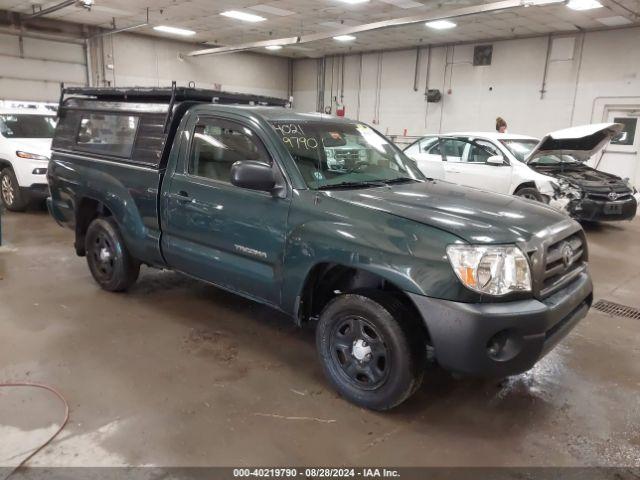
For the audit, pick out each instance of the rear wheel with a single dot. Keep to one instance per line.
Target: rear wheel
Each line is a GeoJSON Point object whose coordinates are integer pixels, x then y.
{"type": "Point", "coordinates": [10, 191]}
{"type": "Point", "coordinates": [530, 193]}
{"type": "Point", "coordinates": [370, 350]}
{"type": "Point", "coordinates": [109, 260]}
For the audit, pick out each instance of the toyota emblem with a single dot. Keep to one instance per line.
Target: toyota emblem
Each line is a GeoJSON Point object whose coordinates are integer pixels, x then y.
{"type": "Point", "coordinates": [567, 255]}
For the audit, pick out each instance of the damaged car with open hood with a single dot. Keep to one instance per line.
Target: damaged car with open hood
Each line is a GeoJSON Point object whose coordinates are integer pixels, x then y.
{"type": "Point", "coordinates": [552, 170]}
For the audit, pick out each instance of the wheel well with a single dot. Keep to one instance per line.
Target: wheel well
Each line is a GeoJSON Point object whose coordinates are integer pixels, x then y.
{"type": "Point", "coordinates": [5, 163]}
{"type": "Point", "coordinates": [525, 185]}
{"type": "Point", "coordinates": [327, 280]}
{"type": "Point", "coordinates": [86, 211]}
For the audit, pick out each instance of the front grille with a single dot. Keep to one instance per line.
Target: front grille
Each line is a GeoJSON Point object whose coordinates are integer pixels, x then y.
{"type": "Point", "coordinates": [604, 196]}
{"type": "Point", "coordinates": [563, 260]}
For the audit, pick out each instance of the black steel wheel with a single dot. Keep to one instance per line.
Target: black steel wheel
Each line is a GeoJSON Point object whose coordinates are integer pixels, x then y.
{"type": "Point", "coordinates": [10, 193]}
{"type": "Point", "coordinates": [108, 258]}
{"type": "Point", "coordinates": [359, 349]}
{"type": "Point", "coordinates": [371, 350]}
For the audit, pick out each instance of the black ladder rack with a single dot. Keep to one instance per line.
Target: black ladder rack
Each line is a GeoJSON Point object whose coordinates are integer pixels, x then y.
{"type": "Point", "coordinates": [173, 93]}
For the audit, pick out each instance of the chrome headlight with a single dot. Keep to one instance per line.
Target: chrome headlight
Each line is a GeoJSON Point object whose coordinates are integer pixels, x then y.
{"type": "Point", "coordinates": [31, 156]}
{"type": "Point", "coordinates": [494, 270]}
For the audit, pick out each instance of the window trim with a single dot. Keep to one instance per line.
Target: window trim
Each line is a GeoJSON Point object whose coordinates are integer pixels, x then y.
{"type": "Point", "coordinates": [79, 146]}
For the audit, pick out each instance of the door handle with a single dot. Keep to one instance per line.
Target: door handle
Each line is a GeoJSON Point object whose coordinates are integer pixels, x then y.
{"type": "Point", "coordinates": [183, 197]}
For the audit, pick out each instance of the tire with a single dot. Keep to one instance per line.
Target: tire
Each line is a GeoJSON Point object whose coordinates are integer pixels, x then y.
{"type": "Point", "coordinates": [10, 193]}
{"type": "Point", "coordinates": [530, 193]}
{"type": "Point", "coordinates": [371, 351]}
{"type": "Point", "coordinates": [110, 263]}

· · · · · · ·

● **Exercise instructions**
Transcribe the material as is, with images omitted.

● **Task solution**
For the audit, pick out each instance of the rear wheel with a single dot. Keep to one instance per line.
Target: rear wheel
Each line is a GeoJSON Point object whose coordinates are integer pixels, x then y.
{"type": "Point", "coordinates": [10, 191]}
{"type": "Point", "coordinates": [530, 193]}
{"type": "Point", "coordinates": [370, 350]}
{"type": "Point", "coordinates": [109, 260]}
For the audit, pick out each instance of the toyota emblem with a single dot. Keep to one instance per line.
Target: toyota emblem
Each line is a GeoJSON Point object whose coordinates are integer pixels, x then y.
{"type": "Point", "coordinates": [567, 255]}
For the audit, pick out each instance of the damaged car with open hood with a single dot. Keep to one instance per line.
Target: damaged car with open hood
Each line is a GeoJSON Point object whose coordinates are integer pixels, x then y.
{"type": "Point", "coordinates": [552, 170]}
For the audit, pick out each instance of the wheel well with a single dot. Keep to one instance per line.
Target: wheel well
Each line is a GeoJSON Point object whose coordinates are integer pixels, x then y.
{"type": "Point", "coordinates": [5, 163]}
{"type": "Point", "coordinates": [525, 185]}
{"type": "Point", "coordinates": [327, 280]}
{"type": "Point", "coordinates": [86, 211]}
For the audit, pick out each instance of the front grille with a single dot. Keep to one instance per line.
Target: front grille
Each line is a GeoJSON Point object whose coordinates are integer pixels, x then y.
{"type": "Point", "coordinates": [604, 196]}
{"type": "Point", "coordinates": [563, 260]}
For the audit, pick out each instance of the black steel wheel with a single dot. Keep to one instance per line.
Target: black steel wheel
Each line is a GeoJSON Point object whose coordinates are integer pixels, x then y.
{"type": "Point", "coordinates": [10, 193]}
{"type": "Point", "coordinates": [108, 258]}
{"type": "Point", "coordinates": [359, 349]}
{"type": "Point", "coordinates": [371, 350]}
For the audit, pick out each instance of the black ladder rack with a single dot. Keep to one instance per line.
Target: black ladder rack
Each line is a GeoJSON Point object whose coordinates are integer pixels, x then y.
{"type": "Point", "coordinates": [173, 93]}
For the audit, pick out each instance of the chrome headlight with a single dot. Keep to one instance per line.
Target: chrome headlight
Each line is a GeoJSON Point object whose coordinates are integer pixels, x then y.
{"type": "Point", "coordinates": [31, 156]}
{"type": "Point", "coordinates": [494, 270]}
For the audit, pick out each instance of the window trim with a single dot. Keep to one instance per line.
Target: window trim
Each line is a GeoJSON Point object whose coordinates are integer pixels, x then y.
{"type": "Point", "coordinates": [79, 146]}
For the audit, pick out each instance of the door handle with a single dot. Keep to one instance per line.
Target: door handle
Each line is a GeoJSON Point object whose coordinates are integer pixels, x then y.
{"type": "Point", "coordinates": [183, 197]}
For the audit, pick out each instance of the tire with a single dot. Keep to one instance per line.
Target: tire
Each line is a GeoJSON Point object whose coordinates are integer pixels, x then y.
{"type": "Point", "coordinates": [10, 193]}
{"type": "Point", "coordinates": [530, 193]}
{"type": "Point", "coordinates": [371, 351]}
{"type": "Point", "coordinates": [110, 263]}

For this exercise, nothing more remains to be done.